Task to carry out
Repeat each entry word for word.

Provided data
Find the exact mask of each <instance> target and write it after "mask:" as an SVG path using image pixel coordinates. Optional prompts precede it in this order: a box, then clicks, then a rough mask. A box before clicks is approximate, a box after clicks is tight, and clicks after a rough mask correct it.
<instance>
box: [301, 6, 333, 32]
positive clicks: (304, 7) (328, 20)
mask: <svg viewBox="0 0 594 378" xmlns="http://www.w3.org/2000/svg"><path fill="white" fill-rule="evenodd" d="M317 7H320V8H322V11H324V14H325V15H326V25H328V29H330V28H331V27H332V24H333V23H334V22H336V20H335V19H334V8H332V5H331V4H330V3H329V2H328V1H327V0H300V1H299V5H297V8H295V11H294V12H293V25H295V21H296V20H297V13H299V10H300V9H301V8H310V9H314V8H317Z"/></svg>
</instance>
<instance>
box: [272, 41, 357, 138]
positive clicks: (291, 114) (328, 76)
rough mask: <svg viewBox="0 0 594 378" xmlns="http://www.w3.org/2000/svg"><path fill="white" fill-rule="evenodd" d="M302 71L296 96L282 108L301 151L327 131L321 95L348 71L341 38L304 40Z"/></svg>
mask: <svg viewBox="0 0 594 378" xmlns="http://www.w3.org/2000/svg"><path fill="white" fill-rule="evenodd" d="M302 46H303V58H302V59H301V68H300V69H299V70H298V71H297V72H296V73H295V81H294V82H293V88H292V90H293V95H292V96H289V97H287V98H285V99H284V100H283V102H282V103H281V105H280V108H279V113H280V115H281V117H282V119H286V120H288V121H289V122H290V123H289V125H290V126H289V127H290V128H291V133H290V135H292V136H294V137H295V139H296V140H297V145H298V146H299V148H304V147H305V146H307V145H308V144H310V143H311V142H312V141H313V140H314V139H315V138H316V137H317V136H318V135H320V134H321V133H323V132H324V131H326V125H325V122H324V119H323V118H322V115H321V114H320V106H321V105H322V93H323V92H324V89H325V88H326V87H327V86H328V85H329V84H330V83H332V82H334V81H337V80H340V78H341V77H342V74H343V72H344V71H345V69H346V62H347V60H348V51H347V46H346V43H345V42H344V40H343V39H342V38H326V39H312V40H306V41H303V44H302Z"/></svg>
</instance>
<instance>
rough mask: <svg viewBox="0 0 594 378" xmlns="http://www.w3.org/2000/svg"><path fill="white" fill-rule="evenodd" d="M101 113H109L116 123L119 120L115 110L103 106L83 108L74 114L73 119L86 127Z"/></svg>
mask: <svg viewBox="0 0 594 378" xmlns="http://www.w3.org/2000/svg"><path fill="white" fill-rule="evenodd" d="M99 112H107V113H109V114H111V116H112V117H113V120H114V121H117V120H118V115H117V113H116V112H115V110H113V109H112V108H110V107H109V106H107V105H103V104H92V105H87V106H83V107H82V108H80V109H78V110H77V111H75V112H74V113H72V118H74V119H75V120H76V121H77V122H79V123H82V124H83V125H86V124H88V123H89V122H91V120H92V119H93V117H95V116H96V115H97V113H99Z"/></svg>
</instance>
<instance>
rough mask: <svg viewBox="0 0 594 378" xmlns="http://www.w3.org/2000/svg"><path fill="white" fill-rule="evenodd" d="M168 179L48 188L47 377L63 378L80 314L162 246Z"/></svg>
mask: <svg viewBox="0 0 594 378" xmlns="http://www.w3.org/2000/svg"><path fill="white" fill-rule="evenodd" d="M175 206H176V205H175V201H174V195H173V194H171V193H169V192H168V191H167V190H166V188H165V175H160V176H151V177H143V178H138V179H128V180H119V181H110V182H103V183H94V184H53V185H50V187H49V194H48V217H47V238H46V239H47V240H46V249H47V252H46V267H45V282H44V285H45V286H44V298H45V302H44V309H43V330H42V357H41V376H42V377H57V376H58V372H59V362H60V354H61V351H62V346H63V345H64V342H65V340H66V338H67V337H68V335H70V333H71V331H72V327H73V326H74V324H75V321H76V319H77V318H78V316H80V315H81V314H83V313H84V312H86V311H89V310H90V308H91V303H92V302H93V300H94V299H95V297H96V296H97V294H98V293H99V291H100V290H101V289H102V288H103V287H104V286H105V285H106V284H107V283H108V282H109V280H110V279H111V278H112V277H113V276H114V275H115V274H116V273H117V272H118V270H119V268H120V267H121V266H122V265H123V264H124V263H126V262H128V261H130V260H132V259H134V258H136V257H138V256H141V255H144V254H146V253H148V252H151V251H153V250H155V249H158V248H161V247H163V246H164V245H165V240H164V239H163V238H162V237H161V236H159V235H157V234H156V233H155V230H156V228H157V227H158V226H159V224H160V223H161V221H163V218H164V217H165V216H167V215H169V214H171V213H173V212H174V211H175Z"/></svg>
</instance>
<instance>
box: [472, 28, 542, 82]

Exercise solution
Find the exact mask of each <instance> target and write it after "mask:" as an SVG path using image pixel coordinates. Optional prompts precede it in this order: a box, then clicks, then a rough mask. A box before clicks is approximate, a box after clicks is tight, and clicks after a rough mask correct it.
<instance>
box: [301, 6, 333, 32]
positive clicks: (304, 7) (328, 20)
mask: <svg viewBox="0 0 594 378" xmlns="http://www.w3.org/2000/svg"><path fill="white" fill-rule="evenodd" d="M317 7H320V8H322V11H324V14H325V15H326V25H328V29H330V28H331V27H332V24H333V23H334V22H336V20H335V19H334V8H332V5H331V4H330V3H329V2H328V1H327V0H300V1H299V5H297V8H295V11H294V12H293V25H295V21H296V20H297V13H299V10H300V9H301V8H310V9H314V8H317Z"/></svg>
</instance>
<instance>
box: [272, 41, 357, 138]
positive clicks: (291, 114) (328, 76)
rough mask: <svg viewBox="0 0 594 378" xmlns="http://www.w3.org/2000/svg"><path fill="white" fill-rule="evenodd" d="M302 71L296 96L282 108L301 151L327 131L321 95L348 71L341 38L304 40Z"/></svg>
mask: <svg viewBox="0 0 594 378" xmlns="http://www.w3.org/2000/svg"><path fill="white" fill-rule="evenodd" d="M302 46H303V58H302V59H301V68H300V69H299V70H298V71H297V72H296V73H295V81H294V82H293V88H292V90H293V95H292V96H289V97H287V98H285V99H284V100H283V102H282V103H281V105H280V108H279V113H280V115H281V117H282V119H286V120H288V121H289V122H290V123H289V125H290V126H289V127H290V128H291V133H290V135H292V136H294V137H295V139H296V140H297V145H298V146H299V148H304V147H305V146H307V145H308V144H310V143H311V142H312V141H313V140H314V139H315V138H316V137H317V136H318V135H320V134H321V133H323V132H324V131H326V125H325V122H324V119H323V118H322V115H321V114H320V106H321V105H322V93H323V92H324V89H325V88H326V87H327V86H328V85H329V84H330V83H332V82H334V81H337V80H340V78H341V77H342V74H343V72H344V71H345V69H346V62H347V60H348V51H347V46H346V43H345V42H344V40H343V39H342V38H326V39H312V40H306V41H303V44H302Z"/></svg>
</instance>
<instance>
rough mask: <svg viewBox="0 0 594 378" xmlns="http://www.w3.org/2000/svg"><path fill="white" fill-rule="evenodd" d="M101 113H109L116 123L119 120L115 110L103 106L83 108L74 114L73 119L86 127Z"/></svg>
mask: <svg viewBox="0 0 594 378" xmlns="http://www.w3.org/2000/svg"><path fill="white" fill-rule="evenodd" d="M99 112H107V113H109V114H111V116H112V117H113V120H114V121H117V120H118V115H117V113H116V112H115V110H113V109H112V108H110V107H109V106H107V105H103V104H92V105H87V106H83V107H82V108H80V109H78V110H77V111H75V112H74V113H72V118H74V119H75V120H76V121H77V122H79V123H82V124H83V125H86V124H88V123H89V122H91V120H92V119H93V117H95V116H96V115H97V113H99Z"/></svg>
</instance>
<instance>
rough mask: <svg viewBox="0 0 594 378" xmlns="http://www.w3.org/2000/svg"><path fill="white" fill-rule="evenodd" d="M168 179L48 188L47 377L63 378L80 314L162 246Z"/></svg>
mask: <svg viewBox="0 0 594 378" xmlns="http://www.w3.org/2000/svg"><path fill="white" fill-rule="evenodd" d="M175 206H176V205H175V201H174V195H173V194H171V193H169V192H168V191H167V190H166V188H165V175H160V176H151V177H143V178H138V179H128V180H119V181H110V182H103V183H94V184H53V185H50V187H49V194H48V217H47V238H46V239H47V240H46V249H47V252H46V267H45V282H44V285H45V286H44V298H45V302H44V309H43V330H42V357H41V376H42V377H57V376H58V372H59V362H60V354H61V351H62V346H63V345H64V342H65V340H66V338H67V337H68V335H70V333H71V331H72V327H73V326H74V324H75V321H76V319H77V318H78V316H80V315H81V314H83V313H84V312H86V311H89V310H90V308H91V303H92V302H93V300H94V299H95V297H96V296H97V294H98V293H99V291H100V290H101V289H102V288H103V287H104V286H105V285H106V284H107V283H108V282H109V280H110V279H111V278H112V277H113V276H114V275H115V274H116V273H117V272H118V270H119V268H120V267H121V266H122V265H123V264H124V263H126V262H128V261H130V260H132V259H134V258H136V257H138V256H141V255H144V254H146V253H148V252H151V251H153V250H155V249H158V248H161V247H163V246H164V245H165V240H164V239H163V238H162V237H161V236H159V235H157V234H156V233H155V230H156V228H157V227H158V226H159V224H160V223H161V221H163V218H164V217H165V216H167V215H169V214H171V213H173V212H174V211H175Z"/></svg>
</instance>
<instance>
box: [472, 28, 542, 82]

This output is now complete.